- _Aim of the exercise_
Rewrite the lines below, substituting "traffic monitoring" for every "sports analytics" and changing nothing else.

##### Data to use

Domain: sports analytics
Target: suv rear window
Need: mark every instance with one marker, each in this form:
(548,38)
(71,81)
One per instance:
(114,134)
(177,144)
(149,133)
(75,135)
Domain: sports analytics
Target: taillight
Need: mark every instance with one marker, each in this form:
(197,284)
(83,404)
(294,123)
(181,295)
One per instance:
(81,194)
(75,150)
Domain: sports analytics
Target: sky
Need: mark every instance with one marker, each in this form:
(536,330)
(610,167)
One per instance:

##########

- _The answer_
Domain: traffic monitoring
Target: suv rear window
Need: mark every instance with one marker, each in this form:
(548,38)
(71,81)
One per instance:
(114,134)
(177,144)
(149,133)
(75,135)
Domain: traffic monitoring
Target: taillight
Need: mark every instance with one marker, each in this form:
(197,284)
(83,404)
(294,123)
(181,295)
One per instance:
(81,194)
(75,150)
Domain: traffic monitoring
Target: sky
Need: mark every instance with one marker, each in this form:
(536,330)
(610,167)
One per instance:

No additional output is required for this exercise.